[Record extracts Boundary: Start]

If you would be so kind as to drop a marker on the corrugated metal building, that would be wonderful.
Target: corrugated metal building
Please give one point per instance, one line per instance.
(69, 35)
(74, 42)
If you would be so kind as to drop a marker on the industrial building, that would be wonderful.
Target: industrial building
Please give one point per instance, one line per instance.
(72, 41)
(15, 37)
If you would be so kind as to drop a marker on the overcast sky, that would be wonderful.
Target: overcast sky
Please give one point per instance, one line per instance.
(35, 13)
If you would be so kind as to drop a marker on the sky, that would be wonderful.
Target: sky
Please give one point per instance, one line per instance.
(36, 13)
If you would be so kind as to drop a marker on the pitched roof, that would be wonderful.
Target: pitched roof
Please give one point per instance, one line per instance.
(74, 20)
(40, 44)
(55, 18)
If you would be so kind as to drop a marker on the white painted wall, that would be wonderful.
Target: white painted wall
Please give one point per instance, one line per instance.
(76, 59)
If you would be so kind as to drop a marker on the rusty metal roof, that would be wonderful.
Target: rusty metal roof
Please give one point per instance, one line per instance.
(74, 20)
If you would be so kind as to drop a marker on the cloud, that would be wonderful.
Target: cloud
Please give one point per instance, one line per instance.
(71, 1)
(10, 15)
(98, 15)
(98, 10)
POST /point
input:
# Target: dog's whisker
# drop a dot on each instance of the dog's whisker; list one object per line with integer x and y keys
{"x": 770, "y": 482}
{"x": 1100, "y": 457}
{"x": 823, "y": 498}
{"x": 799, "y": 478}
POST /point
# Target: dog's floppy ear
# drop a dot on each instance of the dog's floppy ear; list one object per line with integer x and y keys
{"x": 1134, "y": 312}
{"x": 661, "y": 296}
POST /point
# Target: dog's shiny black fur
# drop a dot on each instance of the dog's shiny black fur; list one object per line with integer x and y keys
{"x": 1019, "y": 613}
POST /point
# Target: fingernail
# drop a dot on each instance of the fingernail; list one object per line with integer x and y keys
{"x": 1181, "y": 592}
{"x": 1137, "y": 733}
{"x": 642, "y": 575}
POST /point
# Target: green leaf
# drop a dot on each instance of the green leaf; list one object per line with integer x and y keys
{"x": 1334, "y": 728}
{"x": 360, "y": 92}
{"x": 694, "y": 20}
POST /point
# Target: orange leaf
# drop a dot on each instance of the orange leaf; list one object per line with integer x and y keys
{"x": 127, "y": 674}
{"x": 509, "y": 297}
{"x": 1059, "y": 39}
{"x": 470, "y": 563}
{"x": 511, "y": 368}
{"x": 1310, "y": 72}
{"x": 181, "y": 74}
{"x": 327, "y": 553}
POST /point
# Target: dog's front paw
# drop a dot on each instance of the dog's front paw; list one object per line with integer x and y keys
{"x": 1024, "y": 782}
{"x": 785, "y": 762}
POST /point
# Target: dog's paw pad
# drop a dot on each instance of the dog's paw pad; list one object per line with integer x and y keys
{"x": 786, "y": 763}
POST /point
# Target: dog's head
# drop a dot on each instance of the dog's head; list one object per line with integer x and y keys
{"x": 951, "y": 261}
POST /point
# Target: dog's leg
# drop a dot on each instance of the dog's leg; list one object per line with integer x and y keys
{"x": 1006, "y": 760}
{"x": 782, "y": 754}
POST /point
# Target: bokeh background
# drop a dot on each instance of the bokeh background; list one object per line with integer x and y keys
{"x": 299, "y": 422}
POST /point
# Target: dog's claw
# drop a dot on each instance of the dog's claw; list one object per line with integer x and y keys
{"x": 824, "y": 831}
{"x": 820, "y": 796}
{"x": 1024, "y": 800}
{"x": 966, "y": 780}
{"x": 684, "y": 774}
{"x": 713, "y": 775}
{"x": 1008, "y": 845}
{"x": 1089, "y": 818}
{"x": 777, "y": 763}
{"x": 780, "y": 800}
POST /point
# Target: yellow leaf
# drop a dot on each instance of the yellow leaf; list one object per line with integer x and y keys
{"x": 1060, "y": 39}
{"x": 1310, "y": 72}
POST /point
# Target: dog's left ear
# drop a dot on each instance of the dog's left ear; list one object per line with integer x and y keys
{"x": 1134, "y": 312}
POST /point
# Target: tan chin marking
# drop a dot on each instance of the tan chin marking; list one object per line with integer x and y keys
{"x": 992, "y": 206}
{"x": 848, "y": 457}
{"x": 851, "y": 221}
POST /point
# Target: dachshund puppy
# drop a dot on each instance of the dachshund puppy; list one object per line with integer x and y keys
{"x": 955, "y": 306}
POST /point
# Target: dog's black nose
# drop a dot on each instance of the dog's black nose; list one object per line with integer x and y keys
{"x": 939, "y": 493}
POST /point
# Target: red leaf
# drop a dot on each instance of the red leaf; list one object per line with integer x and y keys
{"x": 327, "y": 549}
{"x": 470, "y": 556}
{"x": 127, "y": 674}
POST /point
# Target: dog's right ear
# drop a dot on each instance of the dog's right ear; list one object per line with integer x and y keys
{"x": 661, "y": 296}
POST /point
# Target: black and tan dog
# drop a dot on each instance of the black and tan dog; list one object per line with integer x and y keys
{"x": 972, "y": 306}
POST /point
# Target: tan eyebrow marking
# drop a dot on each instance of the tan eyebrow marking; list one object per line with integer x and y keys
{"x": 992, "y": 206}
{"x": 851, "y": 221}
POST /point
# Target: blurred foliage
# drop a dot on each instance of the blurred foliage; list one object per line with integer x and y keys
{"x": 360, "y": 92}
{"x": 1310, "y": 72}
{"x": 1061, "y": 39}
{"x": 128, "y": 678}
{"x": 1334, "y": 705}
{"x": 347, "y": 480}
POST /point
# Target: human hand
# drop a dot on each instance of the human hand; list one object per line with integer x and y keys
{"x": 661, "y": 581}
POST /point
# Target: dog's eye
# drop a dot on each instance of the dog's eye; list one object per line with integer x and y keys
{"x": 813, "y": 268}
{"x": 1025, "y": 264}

[Record extracts Boundary: End]

Starting at the line above that contains "# drop a dot on each instance of the orange", write out each line exactly until the line that contains "# Target: dog's front paw" has been written, and stop there.

# drop a dot on each instance of the orange leaf; list one object per line with integer x and y keys
{"x": 127, "y": 674}
{"x": 509, "y": 297}
{"x": 1059, "y": 39}
{"x": 470, "y": 563}
{"x": 511, "y": 368}
{"x": 1310, "y": 72}
{"x": 181, "y": 74}
{"x": 327, "y": 553}
POST /point
# Target: dog's front paw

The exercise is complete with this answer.